=== TEXTO ===
La cultura de la austeridad debe vivir en el ejemplo personal de cada quien. Así lo ha reclamado un dirigente revolucionario cuyos noventa años han propiciado ratificar no únicamente la admiración que merece. También han dado pie para insistir en la necesidad de que las nuevas hornadas de dirigentes y funcionarios encarnen la modestia, la decisión de echar su suerte con los pobres de la tierra, lo que significa vivir como estos y para estos. Así lo ejemplificó quien hizo de esa decisión la voluntad cardinal de su existencia.

Se habla de los dirigentes y funcionarios, por el nivel de su responsabilidad en la administración de recursos y en los esfuerzos para mantener vivo el espíritu revolucionario. Su misión los llama a ejercer la mejor influencia en el ámbito de sus prerrogativas, de sus tareas. Pero en ese ámbito, que se extiende por diferentes esferas y caminos de la sociedad, también les corresponde un sitio de especial peso a sus propias familias.

=== TAREA A ===
Resume el texto en dos oraciones.
=== TAREA B ===
Identifica cada línea de las filas que contenga la palabra "tail", distinguiendo entre mayúsculas y minúsculas.

Filas de un conjunto de datos para señalar
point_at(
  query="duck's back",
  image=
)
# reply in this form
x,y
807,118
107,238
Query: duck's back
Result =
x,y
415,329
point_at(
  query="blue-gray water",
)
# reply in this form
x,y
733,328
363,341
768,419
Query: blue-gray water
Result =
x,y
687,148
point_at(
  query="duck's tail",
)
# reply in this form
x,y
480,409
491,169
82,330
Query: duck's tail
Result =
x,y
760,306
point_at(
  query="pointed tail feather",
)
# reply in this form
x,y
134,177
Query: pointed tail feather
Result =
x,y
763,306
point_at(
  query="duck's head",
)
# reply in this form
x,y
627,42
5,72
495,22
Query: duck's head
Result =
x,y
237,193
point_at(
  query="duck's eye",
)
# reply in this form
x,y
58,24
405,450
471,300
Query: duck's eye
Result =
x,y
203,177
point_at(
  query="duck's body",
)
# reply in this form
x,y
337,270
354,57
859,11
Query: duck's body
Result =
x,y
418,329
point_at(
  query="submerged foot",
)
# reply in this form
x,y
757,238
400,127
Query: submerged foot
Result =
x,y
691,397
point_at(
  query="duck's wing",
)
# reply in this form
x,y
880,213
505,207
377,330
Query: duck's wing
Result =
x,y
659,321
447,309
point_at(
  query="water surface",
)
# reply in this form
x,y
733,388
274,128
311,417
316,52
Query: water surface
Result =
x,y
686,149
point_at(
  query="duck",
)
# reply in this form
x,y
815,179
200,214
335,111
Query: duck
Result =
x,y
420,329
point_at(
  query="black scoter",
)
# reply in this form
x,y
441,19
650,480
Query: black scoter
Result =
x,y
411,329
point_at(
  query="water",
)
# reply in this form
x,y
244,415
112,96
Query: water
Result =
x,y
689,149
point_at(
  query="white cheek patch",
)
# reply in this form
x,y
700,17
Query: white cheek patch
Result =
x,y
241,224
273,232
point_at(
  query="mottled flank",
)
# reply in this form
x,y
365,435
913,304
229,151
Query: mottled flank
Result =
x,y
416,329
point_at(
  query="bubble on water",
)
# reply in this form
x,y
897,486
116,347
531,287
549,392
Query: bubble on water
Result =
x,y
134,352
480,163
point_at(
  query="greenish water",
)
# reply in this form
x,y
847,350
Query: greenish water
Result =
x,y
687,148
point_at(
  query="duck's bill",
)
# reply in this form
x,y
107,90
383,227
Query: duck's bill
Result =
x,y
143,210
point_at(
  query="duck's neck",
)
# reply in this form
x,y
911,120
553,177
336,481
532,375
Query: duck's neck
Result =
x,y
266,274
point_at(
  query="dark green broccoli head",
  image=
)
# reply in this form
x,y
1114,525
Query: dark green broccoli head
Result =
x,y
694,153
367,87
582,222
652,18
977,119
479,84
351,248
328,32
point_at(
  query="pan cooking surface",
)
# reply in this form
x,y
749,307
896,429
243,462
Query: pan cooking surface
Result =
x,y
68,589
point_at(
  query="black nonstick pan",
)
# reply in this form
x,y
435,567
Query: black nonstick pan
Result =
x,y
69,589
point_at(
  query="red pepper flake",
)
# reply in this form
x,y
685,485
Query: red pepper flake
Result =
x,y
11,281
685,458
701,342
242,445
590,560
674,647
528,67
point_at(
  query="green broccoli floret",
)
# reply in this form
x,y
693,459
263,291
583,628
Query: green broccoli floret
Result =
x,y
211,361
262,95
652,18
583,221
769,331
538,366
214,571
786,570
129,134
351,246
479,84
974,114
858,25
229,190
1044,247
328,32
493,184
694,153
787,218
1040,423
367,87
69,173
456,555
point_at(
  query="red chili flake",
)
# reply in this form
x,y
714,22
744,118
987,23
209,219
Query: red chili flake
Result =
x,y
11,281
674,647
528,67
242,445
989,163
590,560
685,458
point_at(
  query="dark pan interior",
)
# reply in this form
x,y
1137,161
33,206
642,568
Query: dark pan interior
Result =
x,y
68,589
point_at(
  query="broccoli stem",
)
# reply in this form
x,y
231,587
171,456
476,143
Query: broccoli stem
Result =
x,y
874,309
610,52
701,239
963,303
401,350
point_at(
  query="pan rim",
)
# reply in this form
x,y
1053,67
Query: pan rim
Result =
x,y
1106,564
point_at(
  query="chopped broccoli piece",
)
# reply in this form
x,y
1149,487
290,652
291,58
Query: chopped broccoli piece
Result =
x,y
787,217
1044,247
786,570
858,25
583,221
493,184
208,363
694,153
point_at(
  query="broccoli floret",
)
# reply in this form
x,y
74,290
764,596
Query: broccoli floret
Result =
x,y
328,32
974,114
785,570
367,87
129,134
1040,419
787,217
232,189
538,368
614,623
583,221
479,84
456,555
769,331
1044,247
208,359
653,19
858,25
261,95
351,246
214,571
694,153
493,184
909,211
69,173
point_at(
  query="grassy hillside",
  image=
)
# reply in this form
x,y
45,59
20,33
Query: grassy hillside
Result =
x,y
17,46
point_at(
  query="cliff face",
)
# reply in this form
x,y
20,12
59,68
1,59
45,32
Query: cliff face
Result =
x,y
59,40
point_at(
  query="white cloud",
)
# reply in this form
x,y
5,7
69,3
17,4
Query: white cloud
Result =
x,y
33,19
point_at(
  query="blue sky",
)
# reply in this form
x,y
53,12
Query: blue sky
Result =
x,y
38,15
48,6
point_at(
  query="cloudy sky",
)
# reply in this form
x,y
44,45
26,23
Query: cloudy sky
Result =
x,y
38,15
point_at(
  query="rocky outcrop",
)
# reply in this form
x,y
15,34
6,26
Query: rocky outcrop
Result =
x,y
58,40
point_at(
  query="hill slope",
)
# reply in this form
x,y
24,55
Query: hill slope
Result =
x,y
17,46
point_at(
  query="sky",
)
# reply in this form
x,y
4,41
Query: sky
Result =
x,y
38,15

=== RESPUESTA COMPLETA A ===
Un dirigente revolucionario de noventa años ha pedido que la austeridad se viva en el ejemplo personal de cada quien, y que los nuevos dirigentes y funcionarios sean modestos y vivan como los pobres y para ellos. Por su responsabilidad en el manejo de recursos y en mantener vivo el espíritu revolucionario, a ellos les toca ejercer la mejor influencia en sus tareas, y en ese ámbito sus propias familias también tienen un peso especial.

=== RESPUESTA COMPLETA B ===
  query="duck's tail",
Query: duck's tail
  query="pointed tail feather",
Query: pointed tail feather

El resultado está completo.